TASK BRIEF:
Please render the records as a Markdown table with the columns Row and Line, starting at the line containing "tag the woman's eye, one point per instance." and continuing through the end of the records, leaving out any blank lines.

Point-based annotation data:
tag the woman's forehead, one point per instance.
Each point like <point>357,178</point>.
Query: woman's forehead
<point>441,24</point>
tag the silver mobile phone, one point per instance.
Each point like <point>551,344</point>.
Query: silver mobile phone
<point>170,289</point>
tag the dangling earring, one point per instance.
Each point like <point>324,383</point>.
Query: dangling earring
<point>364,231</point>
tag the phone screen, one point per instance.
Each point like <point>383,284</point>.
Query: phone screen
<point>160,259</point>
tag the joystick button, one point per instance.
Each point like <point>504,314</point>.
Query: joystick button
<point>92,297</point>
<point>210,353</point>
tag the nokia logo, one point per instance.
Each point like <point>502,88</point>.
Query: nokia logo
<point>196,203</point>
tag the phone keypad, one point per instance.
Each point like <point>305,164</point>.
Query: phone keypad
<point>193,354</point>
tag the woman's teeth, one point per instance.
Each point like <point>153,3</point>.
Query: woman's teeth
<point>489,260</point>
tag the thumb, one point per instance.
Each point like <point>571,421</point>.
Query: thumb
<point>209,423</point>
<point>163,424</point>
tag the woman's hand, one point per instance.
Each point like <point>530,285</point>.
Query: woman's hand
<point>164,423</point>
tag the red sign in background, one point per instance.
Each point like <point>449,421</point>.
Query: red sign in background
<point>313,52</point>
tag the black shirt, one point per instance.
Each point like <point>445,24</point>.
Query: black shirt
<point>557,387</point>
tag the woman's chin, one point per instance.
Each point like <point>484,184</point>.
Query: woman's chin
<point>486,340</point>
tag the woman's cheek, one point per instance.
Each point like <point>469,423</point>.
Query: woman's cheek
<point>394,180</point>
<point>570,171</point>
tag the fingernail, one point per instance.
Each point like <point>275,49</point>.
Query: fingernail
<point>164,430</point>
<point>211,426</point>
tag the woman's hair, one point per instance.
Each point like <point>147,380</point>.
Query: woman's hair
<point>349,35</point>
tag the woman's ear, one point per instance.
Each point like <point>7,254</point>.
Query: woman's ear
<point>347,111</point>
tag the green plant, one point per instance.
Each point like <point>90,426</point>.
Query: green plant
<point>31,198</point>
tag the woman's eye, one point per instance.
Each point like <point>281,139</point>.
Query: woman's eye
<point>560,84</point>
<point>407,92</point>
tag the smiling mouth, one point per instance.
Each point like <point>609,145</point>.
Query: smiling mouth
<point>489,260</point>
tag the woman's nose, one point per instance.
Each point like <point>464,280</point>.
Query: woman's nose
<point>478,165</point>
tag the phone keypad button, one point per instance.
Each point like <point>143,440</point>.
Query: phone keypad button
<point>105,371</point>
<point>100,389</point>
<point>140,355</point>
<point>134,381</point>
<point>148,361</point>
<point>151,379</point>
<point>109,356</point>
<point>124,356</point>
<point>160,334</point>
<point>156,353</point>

EXERCISE SOLUTION:
| Row | Line |
|---|---|
| 1 | tag the woman's eye, one point per instance. |
| 2 | Each point like <point>281,139</point>. |
| 3 | Query: woman's eye |
| 4 | <point>560,84</point> |
| 5 | <point>407,92</point> |
| 6 | tag the smiling mouth, one point per instance. |
| 7 | Each point like <point>609,145</point>. |
| 8 | Query: smiling mouth |
| 9 | <point>489,260</point> |
| 10 | tag the woman's nose, one point per instance. |
| 11 | Each point like <point>464,280</point>. |
| 12 | Query: woman's nose |
| 13 | <point>478,165</point> |
| 14 | tag the phone keypad button, one point per instance. |
| 15 | Each point like <point>143,440</point>. |
| 16 | Query: phone keypad button |
| 17 | <point>105,371</point> |
| 18 | <point>100,389</point> |
| 19 | <point>140,355</point> |
| 20 | <point>134,381</point> |
| 21 | <point>148,361</point> |
| 22 | <point>151,379</point> |
| 23 | <point>109,356</point> |
| 24 | <point>124,356</point> |
| 25 | <point>160,334</point> |
| 26 | <point>156,353</point> |